- _What is expected_: Select every line in the items below that contains the word "tree", and copy each one out.

- _Records for this exercise_:
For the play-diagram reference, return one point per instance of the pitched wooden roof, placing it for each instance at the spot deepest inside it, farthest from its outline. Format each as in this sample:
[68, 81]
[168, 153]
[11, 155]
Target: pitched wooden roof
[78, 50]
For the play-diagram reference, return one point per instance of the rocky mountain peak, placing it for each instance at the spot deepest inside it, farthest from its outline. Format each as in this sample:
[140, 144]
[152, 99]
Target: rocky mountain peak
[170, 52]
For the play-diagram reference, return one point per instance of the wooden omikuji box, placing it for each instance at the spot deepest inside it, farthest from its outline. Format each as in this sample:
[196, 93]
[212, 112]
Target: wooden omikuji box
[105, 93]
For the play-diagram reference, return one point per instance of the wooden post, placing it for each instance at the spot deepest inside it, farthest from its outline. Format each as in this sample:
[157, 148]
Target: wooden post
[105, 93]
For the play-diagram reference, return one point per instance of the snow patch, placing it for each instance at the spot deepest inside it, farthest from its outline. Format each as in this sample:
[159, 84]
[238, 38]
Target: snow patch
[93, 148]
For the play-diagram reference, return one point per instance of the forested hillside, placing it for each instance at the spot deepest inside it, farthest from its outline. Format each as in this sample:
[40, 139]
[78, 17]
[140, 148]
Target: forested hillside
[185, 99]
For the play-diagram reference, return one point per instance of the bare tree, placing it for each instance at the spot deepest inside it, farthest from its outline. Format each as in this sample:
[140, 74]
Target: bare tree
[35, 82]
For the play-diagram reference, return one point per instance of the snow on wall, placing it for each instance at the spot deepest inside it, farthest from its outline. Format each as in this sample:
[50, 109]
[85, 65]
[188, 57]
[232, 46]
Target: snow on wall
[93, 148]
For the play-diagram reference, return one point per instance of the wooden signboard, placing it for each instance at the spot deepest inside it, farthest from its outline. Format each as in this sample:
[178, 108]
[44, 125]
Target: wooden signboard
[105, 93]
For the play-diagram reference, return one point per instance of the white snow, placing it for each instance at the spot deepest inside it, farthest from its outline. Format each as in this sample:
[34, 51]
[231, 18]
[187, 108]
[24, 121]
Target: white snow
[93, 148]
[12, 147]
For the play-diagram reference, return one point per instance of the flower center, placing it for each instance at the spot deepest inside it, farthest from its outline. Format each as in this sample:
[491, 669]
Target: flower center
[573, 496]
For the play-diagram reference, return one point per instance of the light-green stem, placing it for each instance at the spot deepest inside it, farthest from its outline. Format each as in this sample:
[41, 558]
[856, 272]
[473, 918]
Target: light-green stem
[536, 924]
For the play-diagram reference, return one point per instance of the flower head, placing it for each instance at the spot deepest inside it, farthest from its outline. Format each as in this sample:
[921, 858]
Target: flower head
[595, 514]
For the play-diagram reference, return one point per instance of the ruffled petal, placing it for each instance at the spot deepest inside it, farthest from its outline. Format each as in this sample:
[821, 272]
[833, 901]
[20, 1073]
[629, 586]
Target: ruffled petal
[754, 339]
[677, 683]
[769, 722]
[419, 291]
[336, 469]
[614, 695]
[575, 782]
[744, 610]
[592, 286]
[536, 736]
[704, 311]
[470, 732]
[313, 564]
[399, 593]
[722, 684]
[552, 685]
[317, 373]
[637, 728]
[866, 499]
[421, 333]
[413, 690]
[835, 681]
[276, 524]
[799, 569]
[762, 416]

---

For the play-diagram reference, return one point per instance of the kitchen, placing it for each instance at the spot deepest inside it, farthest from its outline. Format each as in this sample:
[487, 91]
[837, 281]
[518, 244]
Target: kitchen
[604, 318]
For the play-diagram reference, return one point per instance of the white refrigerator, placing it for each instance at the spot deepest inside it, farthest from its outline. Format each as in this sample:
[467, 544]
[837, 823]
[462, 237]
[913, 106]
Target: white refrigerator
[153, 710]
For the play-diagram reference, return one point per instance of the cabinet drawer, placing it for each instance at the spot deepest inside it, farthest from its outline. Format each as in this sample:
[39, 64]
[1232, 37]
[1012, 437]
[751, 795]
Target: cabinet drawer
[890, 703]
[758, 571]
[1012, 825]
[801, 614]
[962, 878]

- _Solution to this problem_:
For the play-diagram reference, return one point per instance of the bare tree, placing it for each instance at the spot deepest inside it, farthest from its outline. Format each as in this sample:
Target: bare tree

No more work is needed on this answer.